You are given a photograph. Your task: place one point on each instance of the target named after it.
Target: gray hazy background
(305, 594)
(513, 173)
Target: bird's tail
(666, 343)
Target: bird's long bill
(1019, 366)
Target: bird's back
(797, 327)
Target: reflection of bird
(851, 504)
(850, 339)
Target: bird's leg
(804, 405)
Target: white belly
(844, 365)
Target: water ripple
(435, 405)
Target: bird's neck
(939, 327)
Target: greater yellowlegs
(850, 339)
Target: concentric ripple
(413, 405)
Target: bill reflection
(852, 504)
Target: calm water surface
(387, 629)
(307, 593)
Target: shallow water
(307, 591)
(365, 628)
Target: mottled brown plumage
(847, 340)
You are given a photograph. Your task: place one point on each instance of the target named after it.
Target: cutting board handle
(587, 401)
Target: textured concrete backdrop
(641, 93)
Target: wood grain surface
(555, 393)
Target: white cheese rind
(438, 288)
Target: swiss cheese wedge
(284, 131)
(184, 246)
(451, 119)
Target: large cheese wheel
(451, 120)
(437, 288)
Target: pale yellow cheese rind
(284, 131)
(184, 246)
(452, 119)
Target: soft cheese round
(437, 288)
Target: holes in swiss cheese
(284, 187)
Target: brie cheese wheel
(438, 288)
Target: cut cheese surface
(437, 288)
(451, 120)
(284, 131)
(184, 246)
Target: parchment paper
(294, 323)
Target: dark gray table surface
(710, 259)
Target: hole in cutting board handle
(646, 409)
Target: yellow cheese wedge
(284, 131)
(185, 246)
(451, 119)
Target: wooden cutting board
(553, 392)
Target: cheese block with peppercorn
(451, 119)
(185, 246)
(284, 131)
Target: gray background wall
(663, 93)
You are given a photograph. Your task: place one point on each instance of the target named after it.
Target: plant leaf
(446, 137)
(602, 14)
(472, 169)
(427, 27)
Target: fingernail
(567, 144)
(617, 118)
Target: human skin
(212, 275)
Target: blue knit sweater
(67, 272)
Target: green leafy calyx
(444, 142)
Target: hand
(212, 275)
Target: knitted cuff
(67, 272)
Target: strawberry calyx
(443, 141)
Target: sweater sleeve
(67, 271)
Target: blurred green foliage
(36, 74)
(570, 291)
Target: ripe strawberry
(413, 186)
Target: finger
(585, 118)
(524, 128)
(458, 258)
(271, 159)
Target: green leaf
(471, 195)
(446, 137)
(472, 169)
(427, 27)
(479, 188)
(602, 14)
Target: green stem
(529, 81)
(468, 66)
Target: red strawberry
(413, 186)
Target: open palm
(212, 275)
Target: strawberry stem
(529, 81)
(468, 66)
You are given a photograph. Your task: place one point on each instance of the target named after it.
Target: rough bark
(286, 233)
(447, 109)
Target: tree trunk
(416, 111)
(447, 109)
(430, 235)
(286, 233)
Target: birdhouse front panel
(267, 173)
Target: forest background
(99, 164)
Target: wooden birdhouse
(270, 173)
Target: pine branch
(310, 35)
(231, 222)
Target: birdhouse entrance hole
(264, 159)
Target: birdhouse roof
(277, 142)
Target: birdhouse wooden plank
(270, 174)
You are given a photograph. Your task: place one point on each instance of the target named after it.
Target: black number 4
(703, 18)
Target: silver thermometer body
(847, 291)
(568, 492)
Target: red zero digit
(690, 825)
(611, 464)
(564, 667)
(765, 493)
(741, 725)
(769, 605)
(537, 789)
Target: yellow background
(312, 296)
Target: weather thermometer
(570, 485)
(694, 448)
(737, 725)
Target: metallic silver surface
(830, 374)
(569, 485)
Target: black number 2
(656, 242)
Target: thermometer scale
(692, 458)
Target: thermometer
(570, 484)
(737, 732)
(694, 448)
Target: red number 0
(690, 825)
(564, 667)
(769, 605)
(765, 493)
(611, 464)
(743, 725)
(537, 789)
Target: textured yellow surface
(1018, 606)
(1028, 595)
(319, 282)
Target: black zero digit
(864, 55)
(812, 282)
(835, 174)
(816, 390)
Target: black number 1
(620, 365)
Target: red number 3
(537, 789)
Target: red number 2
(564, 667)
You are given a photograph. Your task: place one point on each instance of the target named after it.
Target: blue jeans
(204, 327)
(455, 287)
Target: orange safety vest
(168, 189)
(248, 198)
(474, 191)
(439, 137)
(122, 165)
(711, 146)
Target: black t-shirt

+-------+

> EXERCISE TASK
Copy out, unchanged, the items from the line containing "Target: red number 2" up to and including the last line of the items.

> RESULT OF THIS TASK
Target: red number 2
(564, 667)
You are given a photograph. Your task: place one point on each instance of the target named after it.
Target: blue jeans
(204, 327)
(455, 287)
Target: orange safety vest
(168, 189)
(248, 198)
(474, 191)
(439, 137)
(122, 165)
(711, 146)
Target: black t-shirt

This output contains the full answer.